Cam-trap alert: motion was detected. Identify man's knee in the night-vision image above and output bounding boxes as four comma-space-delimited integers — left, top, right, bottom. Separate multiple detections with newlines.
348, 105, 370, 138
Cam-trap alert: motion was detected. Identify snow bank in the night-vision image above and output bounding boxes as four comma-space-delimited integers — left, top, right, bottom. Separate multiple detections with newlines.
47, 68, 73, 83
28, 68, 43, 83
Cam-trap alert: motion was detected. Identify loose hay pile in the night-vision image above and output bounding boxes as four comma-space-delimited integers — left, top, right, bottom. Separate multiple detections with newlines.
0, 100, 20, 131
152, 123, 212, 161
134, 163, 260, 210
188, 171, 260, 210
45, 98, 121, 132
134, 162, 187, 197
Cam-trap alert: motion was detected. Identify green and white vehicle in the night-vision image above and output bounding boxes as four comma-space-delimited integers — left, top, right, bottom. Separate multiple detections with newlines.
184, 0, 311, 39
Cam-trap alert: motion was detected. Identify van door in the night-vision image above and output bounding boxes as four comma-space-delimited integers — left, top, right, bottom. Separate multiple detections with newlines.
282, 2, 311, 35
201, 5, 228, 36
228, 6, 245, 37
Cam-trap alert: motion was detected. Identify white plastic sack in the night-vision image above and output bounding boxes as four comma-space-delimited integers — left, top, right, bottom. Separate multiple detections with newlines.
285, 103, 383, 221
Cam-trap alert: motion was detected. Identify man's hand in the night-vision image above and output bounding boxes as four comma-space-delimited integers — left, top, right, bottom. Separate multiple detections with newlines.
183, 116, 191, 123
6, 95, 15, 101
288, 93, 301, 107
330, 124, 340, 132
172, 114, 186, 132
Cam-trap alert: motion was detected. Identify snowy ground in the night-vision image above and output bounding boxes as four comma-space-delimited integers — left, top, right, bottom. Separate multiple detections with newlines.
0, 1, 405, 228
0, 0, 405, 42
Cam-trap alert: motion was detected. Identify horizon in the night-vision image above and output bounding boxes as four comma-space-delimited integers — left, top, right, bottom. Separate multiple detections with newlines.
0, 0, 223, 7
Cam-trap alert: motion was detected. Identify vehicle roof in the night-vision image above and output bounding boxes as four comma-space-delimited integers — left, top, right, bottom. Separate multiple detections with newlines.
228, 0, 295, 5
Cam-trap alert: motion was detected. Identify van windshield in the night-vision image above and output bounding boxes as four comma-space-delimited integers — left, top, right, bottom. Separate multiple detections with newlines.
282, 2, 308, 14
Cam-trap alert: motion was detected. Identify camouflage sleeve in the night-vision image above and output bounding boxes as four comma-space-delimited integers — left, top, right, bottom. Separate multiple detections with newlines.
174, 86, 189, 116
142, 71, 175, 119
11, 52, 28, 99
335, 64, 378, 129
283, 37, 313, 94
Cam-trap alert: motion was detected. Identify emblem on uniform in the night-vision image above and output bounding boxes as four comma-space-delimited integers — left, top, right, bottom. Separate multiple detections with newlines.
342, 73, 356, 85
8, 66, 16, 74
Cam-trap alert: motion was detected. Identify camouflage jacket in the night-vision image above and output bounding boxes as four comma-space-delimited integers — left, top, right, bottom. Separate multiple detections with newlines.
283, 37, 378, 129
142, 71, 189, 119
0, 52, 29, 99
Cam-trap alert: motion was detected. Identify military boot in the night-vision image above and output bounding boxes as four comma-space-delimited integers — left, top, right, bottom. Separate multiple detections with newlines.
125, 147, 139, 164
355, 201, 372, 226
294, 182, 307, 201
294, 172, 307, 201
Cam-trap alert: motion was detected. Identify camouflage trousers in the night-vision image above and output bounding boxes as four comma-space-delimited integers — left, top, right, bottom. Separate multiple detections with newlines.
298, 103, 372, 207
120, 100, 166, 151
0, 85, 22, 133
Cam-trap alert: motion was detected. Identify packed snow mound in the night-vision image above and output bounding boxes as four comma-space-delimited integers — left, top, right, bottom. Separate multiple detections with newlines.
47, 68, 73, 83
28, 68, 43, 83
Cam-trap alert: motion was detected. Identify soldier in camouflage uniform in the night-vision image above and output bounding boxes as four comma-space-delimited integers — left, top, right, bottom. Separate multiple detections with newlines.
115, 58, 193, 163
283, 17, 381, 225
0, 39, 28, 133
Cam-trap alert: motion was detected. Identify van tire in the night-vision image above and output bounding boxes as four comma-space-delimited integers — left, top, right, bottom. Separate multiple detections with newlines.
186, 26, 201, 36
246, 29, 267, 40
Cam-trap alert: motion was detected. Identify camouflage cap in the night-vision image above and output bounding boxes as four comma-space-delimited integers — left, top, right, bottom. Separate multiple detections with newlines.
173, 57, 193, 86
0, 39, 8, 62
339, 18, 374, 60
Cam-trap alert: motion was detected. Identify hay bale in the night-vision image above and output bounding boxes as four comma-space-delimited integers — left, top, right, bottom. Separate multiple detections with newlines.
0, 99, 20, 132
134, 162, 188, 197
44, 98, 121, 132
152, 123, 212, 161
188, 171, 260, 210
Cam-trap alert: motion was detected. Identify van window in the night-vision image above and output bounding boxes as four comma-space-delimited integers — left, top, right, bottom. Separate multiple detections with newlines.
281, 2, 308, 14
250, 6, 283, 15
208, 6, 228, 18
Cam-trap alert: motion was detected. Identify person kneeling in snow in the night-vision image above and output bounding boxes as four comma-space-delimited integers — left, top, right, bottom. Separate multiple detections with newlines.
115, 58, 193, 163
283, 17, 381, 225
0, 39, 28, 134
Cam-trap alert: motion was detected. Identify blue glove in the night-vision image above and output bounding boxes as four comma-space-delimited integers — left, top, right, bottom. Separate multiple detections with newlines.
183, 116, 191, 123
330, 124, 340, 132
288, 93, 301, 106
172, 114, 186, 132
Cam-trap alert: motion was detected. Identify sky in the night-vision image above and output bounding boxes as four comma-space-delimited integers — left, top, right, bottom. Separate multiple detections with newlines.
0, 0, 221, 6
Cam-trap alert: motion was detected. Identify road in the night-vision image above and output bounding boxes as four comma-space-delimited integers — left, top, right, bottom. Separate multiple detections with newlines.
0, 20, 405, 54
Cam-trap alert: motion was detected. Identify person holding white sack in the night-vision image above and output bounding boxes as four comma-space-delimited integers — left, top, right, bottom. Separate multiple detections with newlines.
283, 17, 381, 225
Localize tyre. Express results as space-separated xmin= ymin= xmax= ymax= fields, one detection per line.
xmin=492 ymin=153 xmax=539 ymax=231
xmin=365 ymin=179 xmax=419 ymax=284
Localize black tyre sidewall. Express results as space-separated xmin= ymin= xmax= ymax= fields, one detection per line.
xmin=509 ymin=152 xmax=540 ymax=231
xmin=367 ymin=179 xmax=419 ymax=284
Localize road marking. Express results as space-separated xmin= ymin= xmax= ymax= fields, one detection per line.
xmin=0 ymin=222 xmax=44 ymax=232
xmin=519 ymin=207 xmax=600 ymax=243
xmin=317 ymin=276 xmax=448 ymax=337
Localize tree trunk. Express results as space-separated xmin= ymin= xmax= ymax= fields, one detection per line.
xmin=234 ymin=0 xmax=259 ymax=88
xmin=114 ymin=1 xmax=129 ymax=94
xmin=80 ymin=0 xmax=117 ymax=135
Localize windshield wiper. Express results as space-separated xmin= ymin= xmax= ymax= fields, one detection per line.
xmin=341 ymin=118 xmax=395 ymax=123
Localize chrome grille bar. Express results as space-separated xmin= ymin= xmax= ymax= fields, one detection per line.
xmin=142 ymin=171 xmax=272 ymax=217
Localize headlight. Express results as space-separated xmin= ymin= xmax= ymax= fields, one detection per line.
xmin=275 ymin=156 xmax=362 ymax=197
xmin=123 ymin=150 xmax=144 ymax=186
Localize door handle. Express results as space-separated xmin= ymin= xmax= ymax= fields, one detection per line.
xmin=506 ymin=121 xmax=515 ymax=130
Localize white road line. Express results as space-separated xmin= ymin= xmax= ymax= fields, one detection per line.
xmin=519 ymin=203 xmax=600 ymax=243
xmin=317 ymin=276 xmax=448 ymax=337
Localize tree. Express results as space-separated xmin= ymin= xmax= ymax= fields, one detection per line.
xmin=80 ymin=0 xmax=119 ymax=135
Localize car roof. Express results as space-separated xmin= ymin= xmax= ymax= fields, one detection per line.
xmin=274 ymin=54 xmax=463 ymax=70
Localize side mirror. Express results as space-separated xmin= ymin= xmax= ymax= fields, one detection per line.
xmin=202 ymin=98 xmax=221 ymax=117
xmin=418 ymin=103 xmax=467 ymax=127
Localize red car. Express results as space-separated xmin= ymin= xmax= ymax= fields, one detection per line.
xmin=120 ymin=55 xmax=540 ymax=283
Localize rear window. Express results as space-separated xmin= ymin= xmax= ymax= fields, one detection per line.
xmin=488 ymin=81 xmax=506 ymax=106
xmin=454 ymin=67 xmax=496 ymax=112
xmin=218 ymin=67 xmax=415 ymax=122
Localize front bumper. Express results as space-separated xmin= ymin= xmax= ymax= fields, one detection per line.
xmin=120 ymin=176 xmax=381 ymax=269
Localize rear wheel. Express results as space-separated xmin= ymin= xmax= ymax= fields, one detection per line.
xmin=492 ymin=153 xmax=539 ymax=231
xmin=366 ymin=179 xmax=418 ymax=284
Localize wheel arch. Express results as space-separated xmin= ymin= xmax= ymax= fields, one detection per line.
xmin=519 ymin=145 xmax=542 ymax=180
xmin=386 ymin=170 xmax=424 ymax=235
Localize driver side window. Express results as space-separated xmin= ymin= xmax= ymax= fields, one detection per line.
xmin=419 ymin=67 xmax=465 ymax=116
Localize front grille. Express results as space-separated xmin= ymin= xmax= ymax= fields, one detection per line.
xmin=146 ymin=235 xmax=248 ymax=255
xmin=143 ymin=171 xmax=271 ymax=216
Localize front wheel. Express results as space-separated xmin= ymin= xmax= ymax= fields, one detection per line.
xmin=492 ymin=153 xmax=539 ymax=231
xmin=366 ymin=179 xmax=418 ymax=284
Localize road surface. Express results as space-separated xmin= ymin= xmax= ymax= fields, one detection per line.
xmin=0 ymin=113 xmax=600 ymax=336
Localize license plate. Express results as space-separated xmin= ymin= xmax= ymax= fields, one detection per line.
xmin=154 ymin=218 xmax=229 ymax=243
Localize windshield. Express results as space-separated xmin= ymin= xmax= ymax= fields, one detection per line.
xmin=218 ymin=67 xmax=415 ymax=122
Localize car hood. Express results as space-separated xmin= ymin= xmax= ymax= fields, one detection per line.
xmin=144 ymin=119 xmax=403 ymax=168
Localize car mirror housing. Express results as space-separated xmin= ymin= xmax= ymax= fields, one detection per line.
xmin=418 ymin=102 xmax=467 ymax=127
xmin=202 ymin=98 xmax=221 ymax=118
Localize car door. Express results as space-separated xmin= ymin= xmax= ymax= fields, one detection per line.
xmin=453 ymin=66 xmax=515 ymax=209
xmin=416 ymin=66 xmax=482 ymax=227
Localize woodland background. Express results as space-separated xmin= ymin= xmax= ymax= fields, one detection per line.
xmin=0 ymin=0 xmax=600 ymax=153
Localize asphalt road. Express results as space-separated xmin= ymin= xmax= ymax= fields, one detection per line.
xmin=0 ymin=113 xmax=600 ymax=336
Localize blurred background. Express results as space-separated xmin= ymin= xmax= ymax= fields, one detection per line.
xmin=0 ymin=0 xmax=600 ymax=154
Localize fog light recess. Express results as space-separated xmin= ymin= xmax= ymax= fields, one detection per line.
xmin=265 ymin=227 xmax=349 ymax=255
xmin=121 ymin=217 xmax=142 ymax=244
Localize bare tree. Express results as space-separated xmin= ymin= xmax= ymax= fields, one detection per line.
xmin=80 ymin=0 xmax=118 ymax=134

REQUIRED TASK :: Copy out, with no changes, the lines from the one containing "Cam-trap alert: motion was detected. Identify packed" through the one containing "339, 18, 374, 60", including both.

THE OUTPUT ::
Cam-trap alert: motion was detected. Identify packed snow mound in the night-vision image above and output bounding boxes as four comma-space-delimited integers — left, top, right, bottom. Separate multiple detections with newlines.
47, 68, 73, 83
28, 68, 43, 83
Cam-trap alert: motion was detected. Identify soldier in camouflage uniform in the night-vision image above and output bounding boxes as four comma-space-delimited integers — left, top, right, bottom. Separate multiple detections with newlines.
115, 58, 193, 163
283, 17, 381, 225
0, 39, 28, 133
Cam-trap alert: motion was detected. Identify van tire in the night-vision image above and output bounding boxes as four comma-space-delimited integers — left, top, right, bottom. Separate multiple detections with newlines.
186, 26, 201, 36
246, 29, 267, 40
Cam-trap alert: motion was detected. Identify camouflage cap in the night-vision image above and output bounding boxes as four comma-space-delimited integers — left, top, right, bottom. Separate multiple detections with newlines.
173, 57, 193, 86
0, 39, 8, 62
339, 18, 374, 60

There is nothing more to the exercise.